Geciteerde passage =
····················

Sommige inktvissen editen 60 procent van hun boodschapper-RNA vóór ze het naar eiwitten doorvertalen. Mogelijk kunnen ze zich hierdoor sneller aanpasen aan wisselende omstandigheden, schreven Israëlische onderzoekers onlangs in eLife.

Met editen bedoelen ze dan het hier en daar deamineren van adenosine. Je houdt dan inosine over, dat door het eiwitproductiemechanisme wordt geïnterpreteerd als guanosine. Met andere woorden: waar een A in de genetische code stond, staat nu een G.

Bekend was al dat heel veel diersoorten, waaronder de mens, beschikken over enzymen die deze omzetting kunnen verzorgen. Maar tot nu toe werd aangenomen dat het verschijnsel zeer zeldzaam was. De paar keer dat men het ‘transcriptoom’ van een cel, dus al het aanwezige boodschapper-RNA, heeft gesequenst en naast het DNA van dezelfde cel heeft gelegd, bleek het vrijwel naadloos met elkaar overeen te komen.

····················

Gegeven records =
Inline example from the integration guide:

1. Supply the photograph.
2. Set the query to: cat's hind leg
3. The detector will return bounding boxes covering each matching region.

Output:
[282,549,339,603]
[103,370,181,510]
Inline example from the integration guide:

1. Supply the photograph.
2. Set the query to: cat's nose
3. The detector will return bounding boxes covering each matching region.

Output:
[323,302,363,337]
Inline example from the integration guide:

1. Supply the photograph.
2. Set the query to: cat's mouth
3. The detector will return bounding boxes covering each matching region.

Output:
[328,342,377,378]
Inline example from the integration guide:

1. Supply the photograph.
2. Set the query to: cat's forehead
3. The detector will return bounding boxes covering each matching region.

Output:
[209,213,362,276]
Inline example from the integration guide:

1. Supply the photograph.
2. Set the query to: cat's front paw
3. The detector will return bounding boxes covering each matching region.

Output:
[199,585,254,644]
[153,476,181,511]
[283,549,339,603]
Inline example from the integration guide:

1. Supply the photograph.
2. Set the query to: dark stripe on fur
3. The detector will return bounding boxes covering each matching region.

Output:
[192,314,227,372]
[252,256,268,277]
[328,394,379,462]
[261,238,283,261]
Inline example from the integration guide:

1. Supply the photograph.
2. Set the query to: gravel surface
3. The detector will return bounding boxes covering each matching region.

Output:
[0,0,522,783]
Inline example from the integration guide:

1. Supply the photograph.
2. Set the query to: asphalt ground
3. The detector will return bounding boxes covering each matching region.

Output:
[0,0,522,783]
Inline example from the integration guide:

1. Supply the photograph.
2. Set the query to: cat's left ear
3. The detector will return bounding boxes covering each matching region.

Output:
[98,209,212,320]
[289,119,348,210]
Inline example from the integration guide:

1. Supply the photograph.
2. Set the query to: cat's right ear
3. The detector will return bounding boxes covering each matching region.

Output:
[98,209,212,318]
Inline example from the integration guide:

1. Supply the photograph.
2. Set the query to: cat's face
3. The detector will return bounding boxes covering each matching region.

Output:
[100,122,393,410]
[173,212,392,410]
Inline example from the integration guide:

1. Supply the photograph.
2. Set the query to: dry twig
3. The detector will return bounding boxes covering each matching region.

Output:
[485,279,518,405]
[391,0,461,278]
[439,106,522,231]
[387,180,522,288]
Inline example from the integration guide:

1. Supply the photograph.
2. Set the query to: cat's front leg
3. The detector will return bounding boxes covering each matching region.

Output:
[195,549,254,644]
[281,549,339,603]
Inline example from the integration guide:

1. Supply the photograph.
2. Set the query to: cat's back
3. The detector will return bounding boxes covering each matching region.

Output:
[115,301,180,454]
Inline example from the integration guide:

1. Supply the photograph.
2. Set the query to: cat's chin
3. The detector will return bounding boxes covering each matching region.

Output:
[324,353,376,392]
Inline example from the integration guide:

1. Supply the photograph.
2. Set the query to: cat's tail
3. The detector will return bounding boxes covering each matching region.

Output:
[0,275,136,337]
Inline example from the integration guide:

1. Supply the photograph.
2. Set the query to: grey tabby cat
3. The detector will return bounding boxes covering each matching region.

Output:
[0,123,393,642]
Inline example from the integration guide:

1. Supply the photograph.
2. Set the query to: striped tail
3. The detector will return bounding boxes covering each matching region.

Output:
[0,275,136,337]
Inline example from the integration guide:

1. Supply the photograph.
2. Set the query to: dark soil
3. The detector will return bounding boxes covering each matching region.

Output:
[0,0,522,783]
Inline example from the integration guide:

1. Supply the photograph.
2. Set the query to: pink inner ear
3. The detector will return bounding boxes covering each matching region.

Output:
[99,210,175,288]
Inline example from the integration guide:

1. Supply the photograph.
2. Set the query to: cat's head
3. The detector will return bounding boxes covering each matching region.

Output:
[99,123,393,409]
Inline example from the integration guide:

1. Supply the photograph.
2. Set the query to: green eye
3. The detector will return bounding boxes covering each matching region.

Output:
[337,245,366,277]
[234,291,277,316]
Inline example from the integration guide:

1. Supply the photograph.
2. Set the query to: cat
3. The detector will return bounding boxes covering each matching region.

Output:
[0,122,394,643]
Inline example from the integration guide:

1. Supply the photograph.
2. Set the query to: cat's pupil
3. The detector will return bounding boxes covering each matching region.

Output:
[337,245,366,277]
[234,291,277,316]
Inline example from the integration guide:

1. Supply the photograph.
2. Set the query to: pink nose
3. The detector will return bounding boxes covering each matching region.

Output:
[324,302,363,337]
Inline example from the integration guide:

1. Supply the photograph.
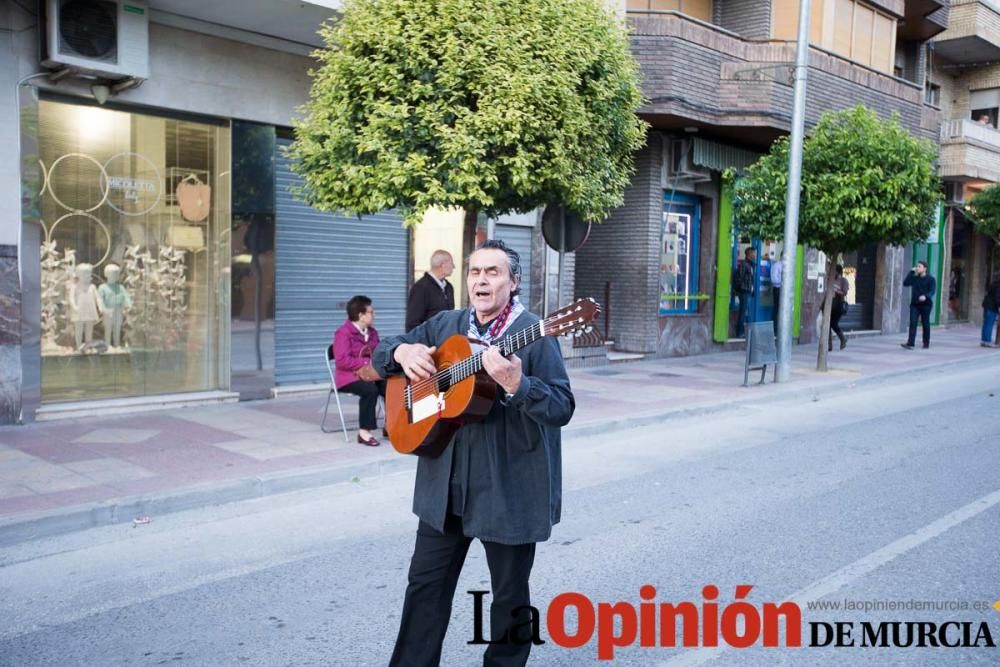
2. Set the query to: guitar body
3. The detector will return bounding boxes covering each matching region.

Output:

····················

Wat gevraagd wordt =
Beantwoord aan de hand van de tekst over RNA-editing bij inktvissen de volgende vragen:
(a) Hoeveel procent van hun boodschapper-RNA editen sommige inktvissen vóór ze het naar eiwitten doorvertalen?
(b) Als welke stof interpreteert het eiwitproductiemechanisme inosine?
(c) Wat wordt met het ‘transcriptoom’ van een cel bedoeld?

Uitwerking =
(a) Sommige inktvissen editen 60 procent van hun boodschapper-RNA.
(b) Het eiwitproductiemechanisme interpreteert inosine als guanosine.
(c) Het transcriptoom is al het boodschapper-RNA dat in een cel aanwezig is.